• [REQUIRED WORK]
Set down, without alteration, the lines from the one that contains "Exercise. Mark the groom in" through the final line of the material below.
[Opening DATA TO USE section]
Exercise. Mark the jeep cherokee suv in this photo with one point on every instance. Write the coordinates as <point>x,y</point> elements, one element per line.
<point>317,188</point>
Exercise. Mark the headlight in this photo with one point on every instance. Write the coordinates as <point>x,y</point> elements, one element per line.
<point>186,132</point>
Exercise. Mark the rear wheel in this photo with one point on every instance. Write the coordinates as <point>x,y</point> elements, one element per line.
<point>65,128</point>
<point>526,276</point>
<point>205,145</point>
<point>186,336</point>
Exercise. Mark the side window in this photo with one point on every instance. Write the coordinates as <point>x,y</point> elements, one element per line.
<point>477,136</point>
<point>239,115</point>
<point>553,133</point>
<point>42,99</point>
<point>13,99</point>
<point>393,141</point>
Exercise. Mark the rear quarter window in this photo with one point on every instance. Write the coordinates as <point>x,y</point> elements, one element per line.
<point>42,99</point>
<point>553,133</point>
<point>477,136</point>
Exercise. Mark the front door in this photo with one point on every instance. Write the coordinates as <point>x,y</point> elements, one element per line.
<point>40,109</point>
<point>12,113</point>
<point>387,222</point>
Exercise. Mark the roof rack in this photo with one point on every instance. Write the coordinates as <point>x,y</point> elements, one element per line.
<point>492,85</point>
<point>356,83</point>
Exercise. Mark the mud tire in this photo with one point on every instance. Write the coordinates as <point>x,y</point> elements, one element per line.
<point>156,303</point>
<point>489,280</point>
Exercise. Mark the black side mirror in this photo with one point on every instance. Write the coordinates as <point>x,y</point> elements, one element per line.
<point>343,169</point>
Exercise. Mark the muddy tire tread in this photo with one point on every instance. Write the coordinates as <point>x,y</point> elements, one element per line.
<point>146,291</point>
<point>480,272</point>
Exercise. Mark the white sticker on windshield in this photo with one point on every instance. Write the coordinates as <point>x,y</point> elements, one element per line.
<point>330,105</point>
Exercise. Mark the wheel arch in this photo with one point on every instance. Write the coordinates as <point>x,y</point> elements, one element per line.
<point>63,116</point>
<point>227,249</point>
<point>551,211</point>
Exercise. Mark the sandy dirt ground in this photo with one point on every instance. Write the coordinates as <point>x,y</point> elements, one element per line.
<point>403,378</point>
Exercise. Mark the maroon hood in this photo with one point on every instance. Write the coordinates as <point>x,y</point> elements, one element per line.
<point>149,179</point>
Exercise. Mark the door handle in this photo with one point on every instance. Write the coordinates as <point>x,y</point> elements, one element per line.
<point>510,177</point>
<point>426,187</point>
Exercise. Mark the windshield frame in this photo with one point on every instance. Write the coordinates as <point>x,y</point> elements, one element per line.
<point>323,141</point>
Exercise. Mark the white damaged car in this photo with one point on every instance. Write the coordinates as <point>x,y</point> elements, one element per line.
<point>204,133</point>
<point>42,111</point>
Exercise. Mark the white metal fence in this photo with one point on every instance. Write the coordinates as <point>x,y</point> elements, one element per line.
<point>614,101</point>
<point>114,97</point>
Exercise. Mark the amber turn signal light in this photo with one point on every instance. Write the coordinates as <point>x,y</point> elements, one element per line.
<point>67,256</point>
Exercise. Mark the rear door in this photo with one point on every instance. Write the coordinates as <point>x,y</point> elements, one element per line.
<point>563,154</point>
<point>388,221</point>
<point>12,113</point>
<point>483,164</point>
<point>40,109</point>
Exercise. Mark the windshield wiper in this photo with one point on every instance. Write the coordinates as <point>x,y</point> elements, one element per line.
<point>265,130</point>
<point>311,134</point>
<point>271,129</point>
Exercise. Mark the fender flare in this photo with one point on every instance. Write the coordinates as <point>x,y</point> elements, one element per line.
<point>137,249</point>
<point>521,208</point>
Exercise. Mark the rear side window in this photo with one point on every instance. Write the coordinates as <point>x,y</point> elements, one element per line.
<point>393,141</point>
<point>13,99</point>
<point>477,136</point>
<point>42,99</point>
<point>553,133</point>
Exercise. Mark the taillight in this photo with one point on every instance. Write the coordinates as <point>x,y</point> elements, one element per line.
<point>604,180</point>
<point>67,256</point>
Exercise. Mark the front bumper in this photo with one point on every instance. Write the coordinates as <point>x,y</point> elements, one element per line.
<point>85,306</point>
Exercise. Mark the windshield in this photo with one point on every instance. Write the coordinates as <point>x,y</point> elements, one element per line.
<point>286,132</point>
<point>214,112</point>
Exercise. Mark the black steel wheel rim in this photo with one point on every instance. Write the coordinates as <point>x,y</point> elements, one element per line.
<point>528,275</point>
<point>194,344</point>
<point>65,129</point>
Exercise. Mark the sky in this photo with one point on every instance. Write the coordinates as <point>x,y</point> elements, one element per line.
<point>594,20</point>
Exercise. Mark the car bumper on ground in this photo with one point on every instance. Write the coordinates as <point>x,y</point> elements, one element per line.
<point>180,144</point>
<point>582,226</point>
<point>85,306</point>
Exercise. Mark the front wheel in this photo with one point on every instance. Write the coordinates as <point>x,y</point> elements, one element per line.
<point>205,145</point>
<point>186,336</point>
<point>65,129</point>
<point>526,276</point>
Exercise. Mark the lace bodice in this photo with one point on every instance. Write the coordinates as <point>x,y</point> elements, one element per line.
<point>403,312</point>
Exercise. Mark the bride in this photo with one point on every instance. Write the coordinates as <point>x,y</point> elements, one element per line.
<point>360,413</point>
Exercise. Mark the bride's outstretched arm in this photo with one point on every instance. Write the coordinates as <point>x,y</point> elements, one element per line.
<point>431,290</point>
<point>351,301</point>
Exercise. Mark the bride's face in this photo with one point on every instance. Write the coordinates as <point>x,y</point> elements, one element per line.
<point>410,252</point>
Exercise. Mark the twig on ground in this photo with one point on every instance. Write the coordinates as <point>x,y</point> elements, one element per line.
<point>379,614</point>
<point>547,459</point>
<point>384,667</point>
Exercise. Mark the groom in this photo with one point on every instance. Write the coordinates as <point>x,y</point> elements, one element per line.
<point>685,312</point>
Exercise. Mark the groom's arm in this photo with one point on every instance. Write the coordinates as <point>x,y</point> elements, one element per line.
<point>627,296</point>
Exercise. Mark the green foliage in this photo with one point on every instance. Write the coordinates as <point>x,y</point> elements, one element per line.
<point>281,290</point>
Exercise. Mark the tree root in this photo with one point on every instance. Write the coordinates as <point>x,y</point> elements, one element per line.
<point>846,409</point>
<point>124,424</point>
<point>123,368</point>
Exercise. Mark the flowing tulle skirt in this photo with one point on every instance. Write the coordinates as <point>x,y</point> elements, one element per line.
[Closing DATA TO USE section]
• [RESPONSE AREA]
Exercise. Mark the groom in this photo with one point on every instance. Write the coordinates as <point>x,y</point> elements, one element per line.
<point>685,312</point>
Exercise. Mark the groom's arm in this photo with one point on every instance. Write the coordinates as <point>x,y</point> elements, one element per line.
<point>627,296</point>
Exercise. Mark the green foliage in this photo with one point on every instance. Write the coordinates as <point>x,y</point> elements, one element per line.
<point>281,290</point>
Exercise. Mark the tree root in this photo with one point on every instance. Write the coordinates as <point>x,y</point> elements, one element per line.
<point>846,409</point>
<point>124,424</point>
<point>123,368</point>
Exercise. Mark the flowing tulle skirt in this photo with one point on every instance. Write the coordinates as <point>x,y</point> elements, one element per line.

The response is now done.